Gather each line of the records where "mane" appears.

• Data in this exercise:
──────────────────────────────
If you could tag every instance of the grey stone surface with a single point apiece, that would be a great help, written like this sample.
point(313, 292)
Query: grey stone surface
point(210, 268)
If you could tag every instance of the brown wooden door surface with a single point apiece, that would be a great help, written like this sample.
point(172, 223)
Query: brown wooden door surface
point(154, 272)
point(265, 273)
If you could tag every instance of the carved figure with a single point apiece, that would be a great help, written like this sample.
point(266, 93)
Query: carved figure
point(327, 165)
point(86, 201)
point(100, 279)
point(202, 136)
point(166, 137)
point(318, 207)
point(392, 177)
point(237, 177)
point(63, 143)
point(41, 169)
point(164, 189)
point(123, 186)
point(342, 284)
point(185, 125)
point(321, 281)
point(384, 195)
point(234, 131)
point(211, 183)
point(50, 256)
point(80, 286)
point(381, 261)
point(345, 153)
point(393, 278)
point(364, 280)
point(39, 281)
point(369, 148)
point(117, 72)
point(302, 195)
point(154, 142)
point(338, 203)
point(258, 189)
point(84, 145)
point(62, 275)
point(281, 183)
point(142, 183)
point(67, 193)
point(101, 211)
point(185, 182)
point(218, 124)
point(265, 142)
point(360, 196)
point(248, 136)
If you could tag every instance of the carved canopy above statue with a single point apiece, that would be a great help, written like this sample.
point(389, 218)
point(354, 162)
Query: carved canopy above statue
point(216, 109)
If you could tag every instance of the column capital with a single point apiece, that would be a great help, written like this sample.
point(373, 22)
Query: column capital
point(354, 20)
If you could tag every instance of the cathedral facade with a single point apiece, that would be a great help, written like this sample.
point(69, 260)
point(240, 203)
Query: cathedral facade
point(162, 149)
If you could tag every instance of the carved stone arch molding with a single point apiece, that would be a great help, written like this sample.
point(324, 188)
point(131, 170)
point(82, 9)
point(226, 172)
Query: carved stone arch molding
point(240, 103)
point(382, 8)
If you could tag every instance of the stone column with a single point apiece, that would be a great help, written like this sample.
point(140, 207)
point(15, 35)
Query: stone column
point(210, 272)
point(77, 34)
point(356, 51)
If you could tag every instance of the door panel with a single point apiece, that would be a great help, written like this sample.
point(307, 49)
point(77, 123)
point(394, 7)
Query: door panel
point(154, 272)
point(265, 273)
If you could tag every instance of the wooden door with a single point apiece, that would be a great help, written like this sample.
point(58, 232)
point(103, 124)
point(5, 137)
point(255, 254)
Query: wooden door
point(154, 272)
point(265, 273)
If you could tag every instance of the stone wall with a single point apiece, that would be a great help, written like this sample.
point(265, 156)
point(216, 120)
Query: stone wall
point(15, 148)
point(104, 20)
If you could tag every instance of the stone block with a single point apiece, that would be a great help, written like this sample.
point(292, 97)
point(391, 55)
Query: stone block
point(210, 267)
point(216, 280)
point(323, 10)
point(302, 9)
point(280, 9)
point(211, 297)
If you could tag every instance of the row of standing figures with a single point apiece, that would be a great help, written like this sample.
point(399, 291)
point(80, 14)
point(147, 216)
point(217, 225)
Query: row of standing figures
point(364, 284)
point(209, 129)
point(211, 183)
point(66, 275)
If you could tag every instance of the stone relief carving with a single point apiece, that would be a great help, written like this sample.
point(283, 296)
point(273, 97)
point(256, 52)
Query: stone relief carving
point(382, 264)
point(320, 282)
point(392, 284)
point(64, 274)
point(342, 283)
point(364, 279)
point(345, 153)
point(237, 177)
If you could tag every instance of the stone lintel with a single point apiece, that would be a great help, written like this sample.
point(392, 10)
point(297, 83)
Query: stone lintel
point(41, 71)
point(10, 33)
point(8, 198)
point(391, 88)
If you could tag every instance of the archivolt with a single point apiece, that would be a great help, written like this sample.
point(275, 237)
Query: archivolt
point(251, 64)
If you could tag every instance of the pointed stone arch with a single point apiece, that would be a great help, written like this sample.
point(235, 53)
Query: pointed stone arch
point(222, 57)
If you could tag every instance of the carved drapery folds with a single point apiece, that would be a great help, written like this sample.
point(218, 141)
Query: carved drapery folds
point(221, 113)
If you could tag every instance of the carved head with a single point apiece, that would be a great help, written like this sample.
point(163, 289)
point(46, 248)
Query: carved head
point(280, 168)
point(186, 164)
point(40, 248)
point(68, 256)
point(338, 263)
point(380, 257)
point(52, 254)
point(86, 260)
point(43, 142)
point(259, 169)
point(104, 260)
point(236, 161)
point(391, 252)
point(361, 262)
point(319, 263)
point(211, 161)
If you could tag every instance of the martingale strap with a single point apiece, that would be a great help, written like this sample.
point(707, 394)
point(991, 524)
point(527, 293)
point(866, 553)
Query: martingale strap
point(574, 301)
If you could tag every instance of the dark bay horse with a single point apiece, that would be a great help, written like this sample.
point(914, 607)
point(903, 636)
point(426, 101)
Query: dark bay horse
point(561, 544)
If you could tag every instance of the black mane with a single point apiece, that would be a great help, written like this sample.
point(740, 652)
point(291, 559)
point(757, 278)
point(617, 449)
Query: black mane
──────────────────────────────
• Result:
If you could tag every instance of the black mane with a single point apiece, that would be a great help, written like this sample.
Query: black mane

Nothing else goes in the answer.